(Dataset entries)
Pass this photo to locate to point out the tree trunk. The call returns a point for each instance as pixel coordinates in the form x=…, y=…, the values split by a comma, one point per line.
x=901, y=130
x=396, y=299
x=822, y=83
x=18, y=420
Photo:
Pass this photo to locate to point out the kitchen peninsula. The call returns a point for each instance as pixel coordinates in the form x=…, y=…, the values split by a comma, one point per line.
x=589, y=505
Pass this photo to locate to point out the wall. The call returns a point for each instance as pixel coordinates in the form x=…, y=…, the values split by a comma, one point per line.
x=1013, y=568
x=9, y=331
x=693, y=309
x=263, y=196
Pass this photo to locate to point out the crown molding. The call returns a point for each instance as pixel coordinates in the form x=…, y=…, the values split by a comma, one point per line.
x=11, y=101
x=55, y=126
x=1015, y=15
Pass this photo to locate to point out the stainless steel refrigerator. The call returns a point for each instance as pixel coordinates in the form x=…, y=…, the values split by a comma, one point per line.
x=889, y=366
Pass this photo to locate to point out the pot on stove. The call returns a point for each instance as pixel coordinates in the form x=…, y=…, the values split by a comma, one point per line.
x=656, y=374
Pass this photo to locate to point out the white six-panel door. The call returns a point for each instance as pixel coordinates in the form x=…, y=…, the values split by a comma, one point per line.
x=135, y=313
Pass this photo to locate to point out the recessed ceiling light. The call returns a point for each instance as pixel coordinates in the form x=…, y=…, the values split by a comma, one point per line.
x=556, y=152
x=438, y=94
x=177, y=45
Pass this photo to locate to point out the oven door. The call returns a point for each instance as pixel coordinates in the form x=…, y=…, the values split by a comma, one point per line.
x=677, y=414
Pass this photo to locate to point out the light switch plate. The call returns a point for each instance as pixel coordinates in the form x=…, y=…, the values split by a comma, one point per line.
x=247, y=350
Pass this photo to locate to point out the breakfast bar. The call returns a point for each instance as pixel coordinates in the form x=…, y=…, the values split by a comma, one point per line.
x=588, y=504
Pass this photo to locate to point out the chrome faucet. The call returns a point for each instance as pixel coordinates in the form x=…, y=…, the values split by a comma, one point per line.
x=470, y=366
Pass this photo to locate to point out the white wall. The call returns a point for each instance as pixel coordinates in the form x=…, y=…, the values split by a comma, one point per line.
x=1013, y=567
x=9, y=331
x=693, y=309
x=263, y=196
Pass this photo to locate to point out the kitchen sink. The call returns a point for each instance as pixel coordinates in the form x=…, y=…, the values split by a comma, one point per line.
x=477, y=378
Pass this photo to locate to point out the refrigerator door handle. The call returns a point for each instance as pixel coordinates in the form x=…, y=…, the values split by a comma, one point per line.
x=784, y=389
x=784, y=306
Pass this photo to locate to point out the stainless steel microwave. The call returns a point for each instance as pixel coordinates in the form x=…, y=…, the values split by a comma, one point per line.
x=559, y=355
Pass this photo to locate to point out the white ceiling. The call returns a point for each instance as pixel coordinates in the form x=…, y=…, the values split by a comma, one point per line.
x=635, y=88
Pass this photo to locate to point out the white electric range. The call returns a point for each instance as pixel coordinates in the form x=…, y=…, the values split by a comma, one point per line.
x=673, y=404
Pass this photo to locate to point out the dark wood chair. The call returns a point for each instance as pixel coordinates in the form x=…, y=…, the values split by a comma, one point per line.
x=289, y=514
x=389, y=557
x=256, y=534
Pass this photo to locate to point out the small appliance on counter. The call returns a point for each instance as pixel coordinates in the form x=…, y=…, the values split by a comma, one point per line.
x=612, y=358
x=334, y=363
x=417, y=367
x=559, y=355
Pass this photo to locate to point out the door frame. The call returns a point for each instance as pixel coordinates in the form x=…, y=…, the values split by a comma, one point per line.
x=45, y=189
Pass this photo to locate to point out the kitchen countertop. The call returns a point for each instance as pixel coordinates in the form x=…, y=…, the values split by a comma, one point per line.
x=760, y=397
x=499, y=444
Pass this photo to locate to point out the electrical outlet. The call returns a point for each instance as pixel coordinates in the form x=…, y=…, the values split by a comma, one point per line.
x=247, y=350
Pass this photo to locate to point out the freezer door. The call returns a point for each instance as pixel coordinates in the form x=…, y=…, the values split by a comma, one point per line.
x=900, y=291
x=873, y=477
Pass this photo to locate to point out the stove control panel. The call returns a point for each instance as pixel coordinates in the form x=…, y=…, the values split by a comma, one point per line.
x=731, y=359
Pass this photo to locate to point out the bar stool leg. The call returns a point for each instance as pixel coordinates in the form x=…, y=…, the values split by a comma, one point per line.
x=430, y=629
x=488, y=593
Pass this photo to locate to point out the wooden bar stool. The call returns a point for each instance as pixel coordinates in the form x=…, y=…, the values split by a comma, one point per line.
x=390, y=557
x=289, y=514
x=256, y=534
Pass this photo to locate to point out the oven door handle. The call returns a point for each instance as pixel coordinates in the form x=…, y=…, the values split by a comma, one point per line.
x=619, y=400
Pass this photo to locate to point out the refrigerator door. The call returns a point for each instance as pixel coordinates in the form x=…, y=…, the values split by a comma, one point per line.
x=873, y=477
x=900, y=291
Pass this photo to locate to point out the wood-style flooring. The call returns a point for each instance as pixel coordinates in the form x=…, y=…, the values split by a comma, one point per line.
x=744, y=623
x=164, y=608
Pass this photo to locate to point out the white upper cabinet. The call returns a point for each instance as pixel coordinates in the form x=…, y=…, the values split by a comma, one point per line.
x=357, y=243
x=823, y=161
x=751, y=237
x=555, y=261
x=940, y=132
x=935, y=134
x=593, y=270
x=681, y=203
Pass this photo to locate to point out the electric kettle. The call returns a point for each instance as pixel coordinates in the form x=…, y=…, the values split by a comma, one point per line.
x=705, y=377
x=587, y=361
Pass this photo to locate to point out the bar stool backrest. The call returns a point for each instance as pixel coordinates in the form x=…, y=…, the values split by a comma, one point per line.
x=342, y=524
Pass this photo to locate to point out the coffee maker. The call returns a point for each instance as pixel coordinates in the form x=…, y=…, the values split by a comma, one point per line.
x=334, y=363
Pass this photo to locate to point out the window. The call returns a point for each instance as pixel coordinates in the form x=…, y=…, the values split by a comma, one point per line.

EXERCISE
Go through the entries and restate each one exactly.

FINISHED EXERCISE
Pass this photo to locate to point out the tree trunk. The call returns a point for each instance as pixel coordinates in the form x=…, y=…, the values split by a comma, one point per line.
x=901, y=130
x=396, y=299
x=822, y=83
x=18, y=420
Photo:
Pass this photo to locate to point out the kitchen peninsula. The call returns a point for each instance as pixel coordinates in the form x=…, y=…, the values split by a comma, one point per line.
x=589, y=505
Pass this photo to locate to point out the wall. The call returns a point for each instance as pixel coordinates in the form x=…, y=…, the values split by a comma, one point per line.
x=1013, y=568
x=9, y=331
x=693, y=309
x=263, y=196
Pass this photo to locate to point out the crown molding. The call returns a point for each instance as pixel coordinates in the form x=…, y=…, the values split by a comma, one point per line.
x=11, y=101
x=55, y=126
x=1015, y=15
Pass this photo to locate to point out the stainless steel refrigerator. The call returns a point for each instance as pixel coordinates in the form x=…, y=…, the values split by a comma, one point per line.
x=889, y=366
Pass this photo to locate to point out the pot on stove. The call returns a point for each instance as pixel coordinates in the form x=…, y=…, the values split by a comma, one point per line.
x=656, y=374
Pass this photo to locate to point out the white six-panel door. The call returns a point for each instance as pixel coordinates in the form x=…, y=…, the values split by a comma, one point per line.
x=135, y=313
Pass this photo to locate to point out the recessed ceiling light. The call returns a point for each instance as pixel coordinates in the form x=…, y=…, the values split by a comma, one point per line.
x=556, y=152
x=438, y=94
x=177, y=45
Pass this photo to locate to point out the oven door. The call returns a point for each instance as pixel coordinates in the form x=…, y=…, the values split by a comma, one point per line.
x=677, y=414
Pass this photo to locate to point out the light switch plate. The call returns a point for each instance as pixel coordinates in the form x=…, y=…, the values split by a comma, one point per line.
x=247, y=350
Pass this photo to locate to point out the breakfast bar. The call returns a point for each instance as pixel coordinates in the form x=…, y=…, the values split by a comma, one point per line.
x=588, y=504
Pass this photo to locate to point out the chrome faucet. The call returns a point for each instance as pixel coordinates in the form x=…, y=…, the values split by a comma, one point per line.
x=470, y=366
Pass this photo to locate to point out the white wall. The call returns a point for each instance as pixel coordinates in the form x=…, y=…, the values split by a comma, one point per line.
x=1013, y=567
x=9, y=331
x=693, y=309
x=263, y=196
Pass this photo to locate to point out the kitchen sink. The call returns a point for each instance as pixel coordinates in the form x=…, y=…, the values split by a comma, one point per line.
x=477, y=378
Pass this photo to locate to point out the refrigerator door handle. The call returns a point for each instance as pixel coordinates in the form x=…, y=…, the values split by a comma, one point per line.
x=784, y=389
x=784, y=306
Pass this photo to locate to point out the stainless steel microwave. The call returns a point for each instance as pixel coordinates in the form x=…, y=…, the values split by a comma, one point per line.
x=559, y=355
Pass this photo to locate to point out the white ceiling. The call returns a point for each instance as pixel coordinates in the form x=…, y=…, the values split by a comma, one point per line.
x=635, y=88
Pass this photo to locate to point out the white electric range. The call returns a point for each instance as pixel coordinates in the form x=…, y=…, the values split by a comma, one point per line.
x=673, y=404
Pass this photo to locate to point out the dark wood chair. The call returns a point for each instance as pixel coordinates in the form x=…, y=…, the values split by a comma, one point per line.
x=289, y=514
x=389, y=557
x=256, y=534
Pass this photo to locate to point out the small appliance on counter. The call returns a point for each instance as pixel coordinates in the form x=…, y=…, the values split by a comma, one point per line.
x=612, y=358
x=334, y=363
x=417, y=367
x=559, y=355
Pass this photo to locate to point out the door frame. The call returns a point for each instance as pixel coordinates in the form x=…, y=…, the values split by a comma, one point per line.
x=45, y=189
Pass this photo to locate to point out the kitchen countertop. The call returns a point for each instance as pixel coordinates in the form x=…, y=…, the values split by a comma, one point per line.
x=760, y=397
x=499, y=444
Pass this photo to locate to point out the electrical outlet. The call returns a point for each instance as pixel coordinates in the form x=…, y=…, the values split by a comma, one point per line.
x=247, y=350
Pass this photo to locate to point out the freezer door. The call returns a point for each instance as pixel coordinates in the form x=…, y=…, the values split by a comma, one point per line.
x=900, y=291
x=873, y=477
Pass this photo to locate to point out the stove control panel. The call returns a point for each instance as pixel coordinates in the form x=…, y=…, the values split by a comma, one point per line.
x=731, y=359
Pass this photo to locate to point out the bar stool leg. The call returns a point for each instance as pixel coordinates in the form x=…, y=…, the values split by a comma, one point per line.
x=430, y=629
x=488, y=593
Pass this photo to locate to point out the wooden bar stool. The call returns a point for each instance as pixel coordinates in the form x=…, y=…, the values split by a comma, one point per line.
x=390, y=557
x=289, y=514
x=256, y=534
Pass this photo to locate to point out the oven door handle. The call returns a point for each instance as pixel coordinates in the form x=…, y=…, the values split by a comma, one point per line.
x=619, y=400
Pass this photo to locate to point out the refrigerator door. The call returns a point for each instance as pixel coordinates in the form x=…, y=…, the values split by a comma, one point per line.
x=873, y=477
x=900, y=291
Pass this photo to locate to point out the wood-style flooring. The call returns a point for each instance as pixel coordinates in the form x=…, y=…, the values split by a comma, one point per line.
x=744, y=623
x=164, y=608
Pass this photo to locate to point out the white upper cabinet. The call returns a point for each instance as pixel coordinates in the form x=…, y=…, the values split by a comma, one point per line.
x=357, y=243
x=823, y=161
x=751, y=237
x=555, y=261
x=940, y=132
x=935, y=134
x=593, y=270
x=681, y=203
Pass this photo to locate to point out the electric kettle. The call returns a point for each instance as pixel coordinates in the form x=…, y=…, the values split by a comma, one point per line.
x=705, y=377
x=587, y=361
Pass this photo to locate to point out the bar stool backrest. The call returns a point for each instance as pixel coordinates in the form x=…, y=…, the values split by a comma, one point per line.
x=342, y=524
Pass this photo to locate to point out the coffee maker. The call returns a point for each instance as pixel coordinates in the form x=…, y=…, the values split by a comma, one point per line.
x=334, y=363
Pass this photo to locate to point out the window. The call returns a point for each instance as pixel coordinates in the form x=…, y=…, the values split by a comma, one point per line.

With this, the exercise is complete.